Reproduce the following lines verbatim, covering all of the material, but leave out the pictures.
#### Exercise data ####
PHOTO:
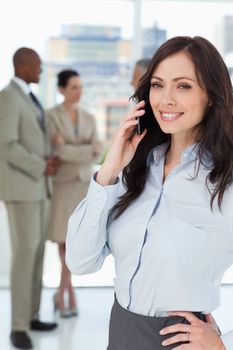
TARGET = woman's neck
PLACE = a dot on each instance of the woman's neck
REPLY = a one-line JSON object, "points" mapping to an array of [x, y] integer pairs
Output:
{"points": [[69, 106], [177, 146]]}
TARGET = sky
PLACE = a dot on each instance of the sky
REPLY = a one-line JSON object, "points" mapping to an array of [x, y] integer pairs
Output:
{"points": [[30, 22]]}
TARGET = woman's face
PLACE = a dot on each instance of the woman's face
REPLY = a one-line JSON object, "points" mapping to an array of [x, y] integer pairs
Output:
{"points": [[176, 98], [73, 90]]}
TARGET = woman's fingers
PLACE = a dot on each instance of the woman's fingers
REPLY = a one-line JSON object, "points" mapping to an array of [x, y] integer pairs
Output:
{"points": [[178, 338], [179, 327], [188, 315]]}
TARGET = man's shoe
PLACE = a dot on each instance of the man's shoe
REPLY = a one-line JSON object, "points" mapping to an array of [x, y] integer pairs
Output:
{"points": [[37, 325], [21, 340]]}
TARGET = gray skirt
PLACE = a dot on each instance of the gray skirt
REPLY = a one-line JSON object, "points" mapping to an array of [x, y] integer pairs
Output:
{"points": [[131, 331]]}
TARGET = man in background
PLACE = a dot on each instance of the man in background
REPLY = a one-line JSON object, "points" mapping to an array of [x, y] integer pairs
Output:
{"points": [[140, 69], [24, 169]]}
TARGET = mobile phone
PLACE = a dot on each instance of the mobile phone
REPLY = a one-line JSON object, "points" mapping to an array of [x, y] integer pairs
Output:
{"points": [[141, 126]]}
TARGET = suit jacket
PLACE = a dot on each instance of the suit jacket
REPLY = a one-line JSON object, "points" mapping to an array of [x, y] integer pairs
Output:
{"points": [[22, 147], [77, 152]]}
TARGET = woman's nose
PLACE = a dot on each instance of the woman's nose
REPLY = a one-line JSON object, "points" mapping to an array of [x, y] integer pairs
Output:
{"points": [[168, 97]]}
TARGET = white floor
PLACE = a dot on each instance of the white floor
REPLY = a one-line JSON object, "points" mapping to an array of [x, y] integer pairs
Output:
{"points": [[89, 331]]}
####
Result below
PHOTO:
TARGET = woman's neck
PLACE = a dot on each instance of the woman's neck
REPLY = a one-line JSON object, "points" mapping to an array of [x, y] integer pairs
Output:
{"points": [[69, 106], [177, 146]]}
TARGET = sky
PLACE = a dot on each instance of the sky
REPLY = a one-line JSON object, "points" mapping to an array of [x, y] integer pairs
Output:
{"points": [[30, 22]]}
TARGET = woman's face
PLACE = a dot on each instance of the woman's face
REPLY = a one-line JSON object, "points" mapping to an array of [x, y] integer pairs
Output:
{"points": [[176, 98], [73, 90]]}
TARGET = woman's fingers
PLACE = a dot on each instance of the woman's fingers
REPLY = a one-line JSON object, "points" mapping to an array of [x, y] integer pairs
Output:
{"points": [[178, 338], [179, 327], [188, 315]]}
TARGET = man's shoe
PLACE = a dot on each instance of the man's shoe
REPLY = a one-line JSON object, "points" mapping to an array of [x, y] integer pairs
Output:
{"points": [[37, 325], [21, 340]]}
TARGET = gray skirt
PLACE = a dot on each instance of the gray skirt
REPLY = a one-line JSON object, "points" mapping to an array of [x, y] integer pairs
Output:
{"points": [[131, 331]]}
TARGET = man in background
PLACE = a dot on each instance of the man in background
REPLY = a one-line JSON object, "points" mapping to an array of [x, y] integer pairs
Output:
{"points": [[140, 69], [24, 169]]}
TARGET = mobile phone
PLACE = a dot on each instance of the mobile phone
REPLY = a one-line JSON object, "points" mapping to an array of [x, y] integer pairs
Output:
{"points": [[141, 126]]}
TARGET = suit jacket
PLACE = a dot on each instance of the suit jacket
REPLY = a one-line JSON object, "points" mapping to an array of [x, y] integer pairs
Output:
{"points": [[22, 147], [77, 152]]}
TARGET = woman's nose
PLACE = a dot on each instance of the woman's nose
REPLY = a one-line JSON object, "points" mapping to an array of [x, y] integer pairs
Output:
{"points": [[168, 97]]}
TARGET = white floor
PLACE = a dot on each instance of the white floor
REPLY = a one-line JSON object, "points" mapping to an array of [x, y] integer pairs
Output:
{"points": [[89, 331]]}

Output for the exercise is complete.